PAGE EXCERPT |
• • •

Editor’s note: Nirav Amin is a board-certified orthopedic surgeon and serves as an associate professor at Pomona Valley Hospital in Pomona, California.
Every effort to curb the deadly effects of the opioid crisis matters. But many downstream solutions don’t address the fact that millions of patients are needlessly exposed to prescription opioids each year.
Industry leaders understand that opioid prescribing is baked into the healthcare system and that reactive measures such as allowing students to carry overdose reversal medications don’t address the root cause of addiction for many of the patients under our care.
Congress addressed that very challenge by passing legislation in 2022 to expand access to safe, non-opioid options for patients and providers. Healthcare providers should tell the CMS why they must finish this fight and implement this policy in 2024 to protect patients and empower providers with choices in pain management.
In 2021, the deadliest year yet of the opioid epidemic, we lost over 80,000 Americans nationwide — 7,175 people in my home state of California — to an opioid-related overdose. Systemic overprescribing (14.5 million prescriptions were written that year in California) is part of the problem. These tragedies could be avoided if providers and patients had better access to non-addictive options to manage pain after surgery.
In addition to the human toll, the opioid addiction crisis is economically devastating, costing the U.S. over $1.5 trillion in 2020 alone. Yet current reimbursement policy continues to incentivize the prescription of opioids despite the availability of non-addictive therapies that the CDC says are just as effective at managing acute pain.
Behind these numbers are stories of individuals who suffered minor sports injuries, had their wisdom teeth removed, or underwent another routine outpatient procedure, and were prescribed opioids to manage their pain. For these patients and others, we have the opportunity to prevent addiction before it starts — but providers can’t help their patients without access.

• • •

TASKS |
**A.** According to the opioid commentary, how many Americans died of an opioid-related overdose in 2021?
**B.** Give back, word for word, the part of the opioid commentary that opens with the words containing "In addition to" and closes with "patients without access.".

• • •

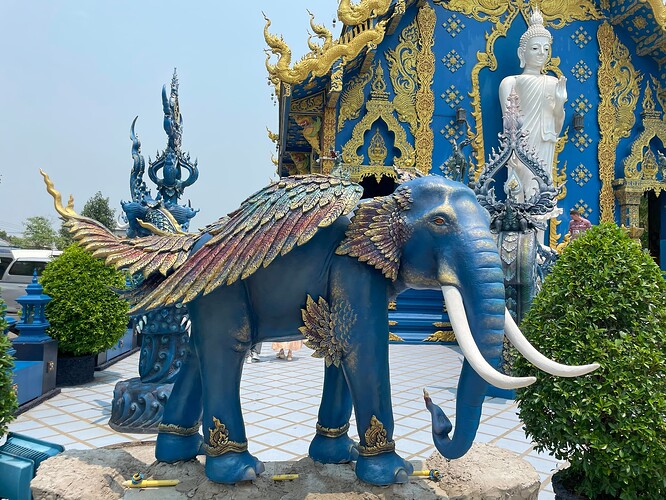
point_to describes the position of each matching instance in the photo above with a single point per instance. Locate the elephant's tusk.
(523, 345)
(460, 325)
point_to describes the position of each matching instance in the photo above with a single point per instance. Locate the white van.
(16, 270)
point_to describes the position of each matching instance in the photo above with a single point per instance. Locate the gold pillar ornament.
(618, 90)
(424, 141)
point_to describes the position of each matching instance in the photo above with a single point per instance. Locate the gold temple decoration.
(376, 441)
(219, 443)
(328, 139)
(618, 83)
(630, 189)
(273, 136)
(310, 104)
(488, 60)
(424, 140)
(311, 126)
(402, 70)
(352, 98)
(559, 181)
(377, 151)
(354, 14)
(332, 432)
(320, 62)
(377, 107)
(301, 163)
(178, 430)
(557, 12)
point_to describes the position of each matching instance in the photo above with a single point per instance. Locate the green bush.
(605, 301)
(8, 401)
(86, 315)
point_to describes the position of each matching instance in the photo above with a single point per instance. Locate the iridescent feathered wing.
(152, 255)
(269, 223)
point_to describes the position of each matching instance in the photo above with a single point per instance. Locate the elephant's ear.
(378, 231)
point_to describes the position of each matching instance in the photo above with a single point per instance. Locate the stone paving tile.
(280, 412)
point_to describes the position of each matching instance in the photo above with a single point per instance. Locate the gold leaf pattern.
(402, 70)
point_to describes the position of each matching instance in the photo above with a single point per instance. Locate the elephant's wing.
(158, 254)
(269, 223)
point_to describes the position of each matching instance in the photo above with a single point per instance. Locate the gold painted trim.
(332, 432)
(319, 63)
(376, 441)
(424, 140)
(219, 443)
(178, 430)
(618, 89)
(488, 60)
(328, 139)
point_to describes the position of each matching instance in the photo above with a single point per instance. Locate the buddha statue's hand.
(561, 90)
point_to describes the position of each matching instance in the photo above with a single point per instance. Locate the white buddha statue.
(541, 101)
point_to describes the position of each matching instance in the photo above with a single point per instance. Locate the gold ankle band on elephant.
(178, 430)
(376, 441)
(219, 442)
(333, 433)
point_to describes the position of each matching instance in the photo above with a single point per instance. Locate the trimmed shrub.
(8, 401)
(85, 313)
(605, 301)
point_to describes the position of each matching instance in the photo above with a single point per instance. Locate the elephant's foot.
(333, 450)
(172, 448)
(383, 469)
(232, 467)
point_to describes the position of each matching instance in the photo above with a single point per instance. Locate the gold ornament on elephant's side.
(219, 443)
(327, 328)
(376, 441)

• • •

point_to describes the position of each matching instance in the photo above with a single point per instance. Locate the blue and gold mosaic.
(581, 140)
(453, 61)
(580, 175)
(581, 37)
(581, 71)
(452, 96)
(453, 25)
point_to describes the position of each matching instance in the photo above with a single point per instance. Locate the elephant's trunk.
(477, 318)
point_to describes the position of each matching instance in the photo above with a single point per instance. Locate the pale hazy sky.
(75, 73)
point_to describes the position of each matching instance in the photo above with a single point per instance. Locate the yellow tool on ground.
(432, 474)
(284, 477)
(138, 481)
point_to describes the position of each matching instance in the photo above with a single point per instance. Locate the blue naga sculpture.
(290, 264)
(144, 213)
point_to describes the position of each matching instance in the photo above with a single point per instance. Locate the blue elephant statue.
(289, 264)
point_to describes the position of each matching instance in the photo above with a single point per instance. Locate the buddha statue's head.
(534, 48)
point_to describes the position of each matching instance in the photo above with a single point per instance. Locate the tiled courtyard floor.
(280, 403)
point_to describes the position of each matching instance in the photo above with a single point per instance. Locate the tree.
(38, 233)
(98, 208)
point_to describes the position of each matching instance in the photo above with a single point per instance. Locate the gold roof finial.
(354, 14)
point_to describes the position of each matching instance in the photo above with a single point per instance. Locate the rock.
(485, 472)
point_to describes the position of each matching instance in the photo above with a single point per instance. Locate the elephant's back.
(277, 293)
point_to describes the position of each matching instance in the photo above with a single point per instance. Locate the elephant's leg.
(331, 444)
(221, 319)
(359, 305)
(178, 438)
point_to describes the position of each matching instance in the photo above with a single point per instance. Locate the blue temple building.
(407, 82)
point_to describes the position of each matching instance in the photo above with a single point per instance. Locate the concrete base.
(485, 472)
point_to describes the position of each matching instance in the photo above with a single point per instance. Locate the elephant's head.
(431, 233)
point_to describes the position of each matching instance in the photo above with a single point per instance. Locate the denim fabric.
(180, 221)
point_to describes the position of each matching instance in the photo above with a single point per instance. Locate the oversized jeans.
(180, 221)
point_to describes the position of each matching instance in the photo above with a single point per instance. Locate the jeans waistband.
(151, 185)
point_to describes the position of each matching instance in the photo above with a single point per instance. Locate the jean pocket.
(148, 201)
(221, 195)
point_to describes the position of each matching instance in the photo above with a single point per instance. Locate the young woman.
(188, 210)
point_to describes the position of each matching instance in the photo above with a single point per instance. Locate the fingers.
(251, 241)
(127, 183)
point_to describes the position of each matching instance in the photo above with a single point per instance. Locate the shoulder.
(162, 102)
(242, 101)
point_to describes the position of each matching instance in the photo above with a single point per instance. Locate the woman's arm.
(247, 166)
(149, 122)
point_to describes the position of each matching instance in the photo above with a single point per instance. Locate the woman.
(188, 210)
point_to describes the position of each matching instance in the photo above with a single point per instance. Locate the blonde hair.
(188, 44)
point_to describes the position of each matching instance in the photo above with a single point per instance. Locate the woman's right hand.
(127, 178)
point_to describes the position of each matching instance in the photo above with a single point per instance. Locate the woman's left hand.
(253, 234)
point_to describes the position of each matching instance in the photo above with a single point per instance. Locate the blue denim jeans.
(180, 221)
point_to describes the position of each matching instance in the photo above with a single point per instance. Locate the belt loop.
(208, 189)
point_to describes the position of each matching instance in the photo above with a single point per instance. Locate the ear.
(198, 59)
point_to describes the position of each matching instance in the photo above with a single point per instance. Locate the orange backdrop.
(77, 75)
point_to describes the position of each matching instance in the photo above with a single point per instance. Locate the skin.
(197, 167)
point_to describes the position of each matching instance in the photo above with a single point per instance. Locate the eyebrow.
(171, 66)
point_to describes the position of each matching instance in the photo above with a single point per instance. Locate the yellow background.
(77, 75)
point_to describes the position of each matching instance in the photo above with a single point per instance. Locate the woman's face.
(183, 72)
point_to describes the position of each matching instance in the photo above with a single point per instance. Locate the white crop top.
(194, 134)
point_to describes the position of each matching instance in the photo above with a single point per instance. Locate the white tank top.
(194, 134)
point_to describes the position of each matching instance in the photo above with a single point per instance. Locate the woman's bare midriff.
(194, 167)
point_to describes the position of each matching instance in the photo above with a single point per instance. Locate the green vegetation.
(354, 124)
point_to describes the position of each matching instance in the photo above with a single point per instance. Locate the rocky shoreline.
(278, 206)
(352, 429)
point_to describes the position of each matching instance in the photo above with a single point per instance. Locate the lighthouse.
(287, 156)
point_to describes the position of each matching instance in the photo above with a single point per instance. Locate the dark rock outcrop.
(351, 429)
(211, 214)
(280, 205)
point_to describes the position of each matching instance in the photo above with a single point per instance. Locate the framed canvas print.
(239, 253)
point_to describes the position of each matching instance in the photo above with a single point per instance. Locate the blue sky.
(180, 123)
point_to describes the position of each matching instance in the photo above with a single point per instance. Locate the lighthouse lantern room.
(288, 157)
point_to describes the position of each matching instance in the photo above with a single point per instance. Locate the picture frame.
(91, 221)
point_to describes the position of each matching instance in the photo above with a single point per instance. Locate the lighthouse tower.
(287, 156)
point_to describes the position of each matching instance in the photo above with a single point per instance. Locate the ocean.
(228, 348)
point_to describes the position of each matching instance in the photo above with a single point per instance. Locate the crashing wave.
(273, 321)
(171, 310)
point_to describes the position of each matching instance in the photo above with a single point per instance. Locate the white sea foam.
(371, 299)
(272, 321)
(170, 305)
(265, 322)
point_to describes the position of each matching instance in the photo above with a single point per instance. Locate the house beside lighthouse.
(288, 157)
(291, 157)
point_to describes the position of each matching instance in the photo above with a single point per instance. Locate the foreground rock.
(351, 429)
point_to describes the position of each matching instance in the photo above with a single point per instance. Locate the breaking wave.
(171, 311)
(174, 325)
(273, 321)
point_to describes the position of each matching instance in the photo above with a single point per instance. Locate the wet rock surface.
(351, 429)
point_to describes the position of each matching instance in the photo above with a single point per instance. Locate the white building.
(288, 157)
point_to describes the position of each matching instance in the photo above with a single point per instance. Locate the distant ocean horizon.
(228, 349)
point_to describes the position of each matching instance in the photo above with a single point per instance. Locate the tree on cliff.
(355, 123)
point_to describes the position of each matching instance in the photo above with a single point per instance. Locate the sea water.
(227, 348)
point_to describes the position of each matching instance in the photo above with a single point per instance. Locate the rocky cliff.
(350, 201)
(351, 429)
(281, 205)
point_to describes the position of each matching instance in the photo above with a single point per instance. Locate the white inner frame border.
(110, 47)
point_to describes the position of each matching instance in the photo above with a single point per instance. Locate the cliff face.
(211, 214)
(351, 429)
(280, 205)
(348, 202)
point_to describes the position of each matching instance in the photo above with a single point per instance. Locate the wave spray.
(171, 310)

• • •

SOLUTIONS TO THE TASKS |
**A.** Over 80,000 Americans.

**B.**
In addition to the human toll, the opioid addiction crisis is economically devastating, costing the U.S. over $1.5 trillion in 2020 alone. Yet current reimbursement policy continues to incentivize the prescription of opioids despite the availability of non-addictive therapies that the CDC says are just as effective at managing acute pain.
Behind these numbers are stories of individuals who suffered minor sports injuries, had their wisdom teeth removed, or underwent another routine outpatient procedure, and were prescribed opioids to manage their pain. For these patients and others, we have the opportunity to prevent addiction before it starts — but providers can’t help their patients without access.